[Exercise requirements]
1. In the passage on waiting below, why does the author urge readers to try praising God together while they wait? Answer in one or two sentences.
2. Carry on the passage on waiting below, picking up after its final quoted verse from Luke.

[Text shown]
━━━━━━━━━━━━━━━━━━━━

The apostles waited too, though not for quite as long. Soon after his resurrection, Jesus commanded them to proclaim to all nations repentance and forgiveness of sins in his name. But first, he said:
“I am going to send you what my Father has promised; but stay in the city until you have been clothed with power from on high.” (Lk 24:49, NIV)
They were to await the descent of the Holy Spirit. Not until Pentecost, several days later, were they to begin their mission. It was then that they burst forth in an explosion of power given from on high.
How to Wait
Whatever we are waiting for, we should make the most of the intervening time.
How? Let us gain some skills in this matter from the apostles, from Jesus, and from his mother.
Learn from the Apostles
After being told to remain in the city until the Holy Spirit came upon them, the apostles
“returned to Jerusalem with great joy. And they stayed continually at the temple, praising God.” (Lk 24:52–53, NIV)
They stayed together. They benefited from each other’s company and support. They missed Jesus, but, in a group, they were able to cope. They did not go about carrying sad faces and forlorn hearts. They waited with joy; they praised God; they prayed in the temple.
When we have to wait, let us do the same: staying in community with holy friends. Let us help each other, and be joyful. Since worrying and fretting do not make things any better, let us try praising God together.
Let us reserve time for prayer, especially at church in the presence of Our Eucharistic Lord, adoring him, listening to him and following his guidance. He may be priming and grooming us for an assignment that only we can be trained to perform.
Learn from Jesus
How did Jesus live before taking up his public ministry?
“And he went down with them and came to Nazareth, and was obedient to them… And Jesus increased in wisdom and in stature, and in favor with God and man.” (Lk 2:51, 52, RSV)

━━━━━━━━━━━━━━━━━━━━

[Records]

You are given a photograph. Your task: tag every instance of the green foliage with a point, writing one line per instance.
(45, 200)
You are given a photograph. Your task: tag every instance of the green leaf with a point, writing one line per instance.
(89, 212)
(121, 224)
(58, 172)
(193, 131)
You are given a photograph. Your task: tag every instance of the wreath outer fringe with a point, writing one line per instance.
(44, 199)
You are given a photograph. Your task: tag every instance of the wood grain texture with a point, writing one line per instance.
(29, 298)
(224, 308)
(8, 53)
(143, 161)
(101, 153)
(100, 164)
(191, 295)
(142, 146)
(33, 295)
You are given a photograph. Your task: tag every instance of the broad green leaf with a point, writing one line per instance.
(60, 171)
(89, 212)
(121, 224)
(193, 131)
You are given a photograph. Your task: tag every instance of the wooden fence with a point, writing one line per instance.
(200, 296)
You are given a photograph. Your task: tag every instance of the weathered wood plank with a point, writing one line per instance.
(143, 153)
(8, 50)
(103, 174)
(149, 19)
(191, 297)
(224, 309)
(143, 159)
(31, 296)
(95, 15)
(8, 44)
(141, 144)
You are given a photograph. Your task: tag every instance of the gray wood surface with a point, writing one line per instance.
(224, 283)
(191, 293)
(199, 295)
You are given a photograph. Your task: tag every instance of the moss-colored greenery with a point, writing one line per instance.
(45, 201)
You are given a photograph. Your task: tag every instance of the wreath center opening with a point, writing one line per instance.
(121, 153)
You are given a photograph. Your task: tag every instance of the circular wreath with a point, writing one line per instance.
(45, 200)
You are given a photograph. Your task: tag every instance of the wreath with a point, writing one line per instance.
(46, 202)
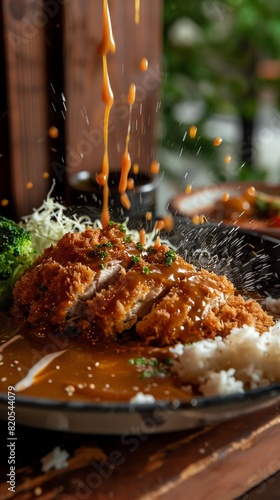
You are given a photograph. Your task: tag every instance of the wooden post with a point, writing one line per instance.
(83, 80)
(24, 28)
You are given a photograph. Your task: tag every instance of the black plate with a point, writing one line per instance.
(252, 262)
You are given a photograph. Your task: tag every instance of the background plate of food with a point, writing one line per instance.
(192, 338)
(254, 206)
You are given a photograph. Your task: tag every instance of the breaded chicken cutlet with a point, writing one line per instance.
(100, 283)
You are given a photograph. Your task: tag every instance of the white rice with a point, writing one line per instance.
(243, 360)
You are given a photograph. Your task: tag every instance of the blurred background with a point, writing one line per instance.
(221, 60)
(213, 64)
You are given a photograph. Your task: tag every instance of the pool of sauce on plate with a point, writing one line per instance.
(81, 372)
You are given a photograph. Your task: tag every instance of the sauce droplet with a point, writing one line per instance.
(227, 159)
(217, 141)
(53, 132)
(126, 160)
(107, 45)
(144, 64)
(130, 183)
(137, 11)
(193, 131)
(142, 237)
(135, 168)
(155, 167)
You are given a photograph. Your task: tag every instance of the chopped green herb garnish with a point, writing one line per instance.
(151, 367)
(151, 250)
(153, 373)
(108, 244)
(144, 361)
(135, 258)
(170, 257)
(102, 254)
(122, 228)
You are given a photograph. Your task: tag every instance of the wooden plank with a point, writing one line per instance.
(217, 462)
(24, 28)
(83, 77)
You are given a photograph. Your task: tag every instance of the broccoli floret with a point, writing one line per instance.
(16, 255)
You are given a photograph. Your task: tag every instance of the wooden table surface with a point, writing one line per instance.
(223, 461)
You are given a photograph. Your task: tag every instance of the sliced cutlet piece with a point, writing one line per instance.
(46, 294)
(180, 315)
(69, 273)
(132, 296)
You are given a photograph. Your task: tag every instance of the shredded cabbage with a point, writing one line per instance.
(48, 223)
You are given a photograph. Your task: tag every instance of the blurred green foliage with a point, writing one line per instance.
(212, 51)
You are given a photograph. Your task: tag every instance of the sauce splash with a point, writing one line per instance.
(107, 45)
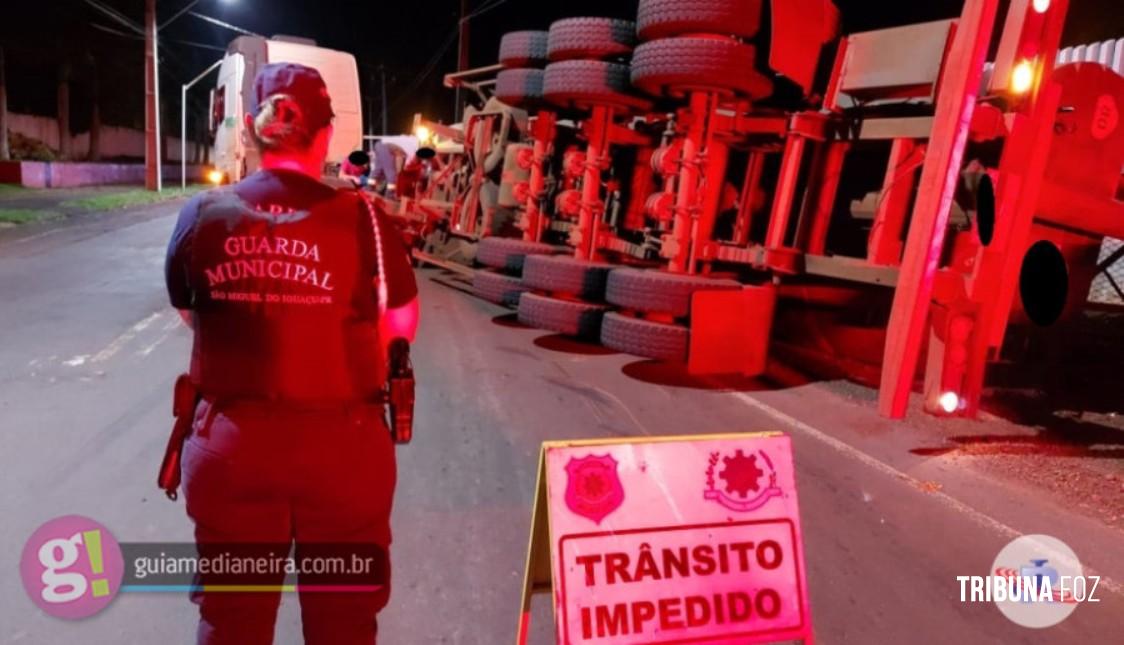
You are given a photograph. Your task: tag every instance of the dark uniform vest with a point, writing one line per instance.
(284, 300)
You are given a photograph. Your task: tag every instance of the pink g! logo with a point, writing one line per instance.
(72, 566)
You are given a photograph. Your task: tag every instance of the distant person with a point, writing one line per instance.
(414, 175)
(388, 157)
(293, 290)
(356, 169)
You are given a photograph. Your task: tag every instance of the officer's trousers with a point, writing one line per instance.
(266, 477)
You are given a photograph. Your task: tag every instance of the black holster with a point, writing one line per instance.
(183, 408)
(400, 392)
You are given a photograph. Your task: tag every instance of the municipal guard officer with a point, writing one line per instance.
(293, 290)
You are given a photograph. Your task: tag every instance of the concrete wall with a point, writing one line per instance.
(115, 142)
(66, 174)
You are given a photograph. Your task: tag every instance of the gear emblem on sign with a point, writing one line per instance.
(742, 474)
(750, 480)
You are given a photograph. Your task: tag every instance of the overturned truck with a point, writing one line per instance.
(699, 187)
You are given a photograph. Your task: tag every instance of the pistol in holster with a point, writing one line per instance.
(400, 391)
(183, 408)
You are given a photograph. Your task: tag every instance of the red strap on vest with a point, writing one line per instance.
(381, 279)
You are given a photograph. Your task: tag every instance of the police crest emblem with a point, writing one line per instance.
(749, 482)
(594, 489)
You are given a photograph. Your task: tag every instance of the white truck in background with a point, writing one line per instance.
(234, 154)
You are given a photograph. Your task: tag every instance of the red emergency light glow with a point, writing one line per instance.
(949, 402)
(1022, 78)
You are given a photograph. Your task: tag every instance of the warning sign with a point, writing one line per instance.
(670, 541)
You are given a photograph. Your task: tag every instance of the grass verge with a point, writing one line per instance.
(129, 198)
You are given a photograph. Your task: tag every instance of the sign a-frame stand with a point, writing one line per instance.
(669, 539)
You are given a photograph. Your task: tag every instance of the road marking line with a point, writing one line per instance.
(125, 337)
(852, 452)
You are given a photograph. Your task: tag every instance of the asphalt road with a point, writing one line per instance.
(89, 351)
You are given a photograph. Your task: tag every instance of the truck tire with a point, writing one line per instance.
(578, 319)
(498, 288)
(523, 50)
(519, 88)
(645, 338)
(560, 274)
(659, 292)
(667, 18)
(672, 66)
(507, 254)
(590, 39)
(585, 83)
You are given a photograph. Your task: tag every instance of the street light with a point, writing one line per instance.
(154, 172)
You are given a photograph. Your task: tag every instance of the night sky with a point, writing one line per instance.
(407, 36)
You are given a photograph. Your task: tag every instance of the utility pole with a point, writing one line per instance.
(63, 101)
(462, 56)
(153, 170)
(382, 74)
(5, 152)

━━━━━━━━━━━━━━━━━━━━

[Outputs in order]
1. The author urges praising God together because worrying and fretting do not make things any better.

2.
Jesus placed himself under the authority of his father and mother. He lived in obedience. He remained hidden. It was not till about age thirty that he worked his first miracle at a wedding in Cana.
We, too, should be obedient to God our Father, and to Mary our mother: by keeping God’s commands recorded in the Bible, and by living the messages that Our Lady passed on through her many apparitions on earth over the centuries.
“And Jesus increased in wisdom.” Many of us, as we become older, hardly become any wiser. Day after day we make the same complaints. Week after week we shed the same tears. Month after month we hold on to our hatreds and conflicts, and deal with problems through the same futile routine. We moan and groan but seldom learn from our experiences.
Jesus, on the other hand, grew in wisdom. And not only that, he also increased “in favor with God and man.” He became more and more what his Father wanted him to be; he got along better and better with his fellow human beings.
Let us seriously examine how we can improve our way of life, and how we can enrich our relationship with God and with neighbour. If we are to mature like Jesus, we should read from the gospels every day, listening to what He says, and doing all that He tells us.
Learn from Mary
What did Mary do after being informed that she would conceive and bear a son?
“Mary set out at that time and went as quickly as she could into the hill country to a town of Judah. She went into Zechariah’s house and greeted Elizabeth… Mary stayed with her some three months and then went home.” (Lk 1:39–40, 56, NJB)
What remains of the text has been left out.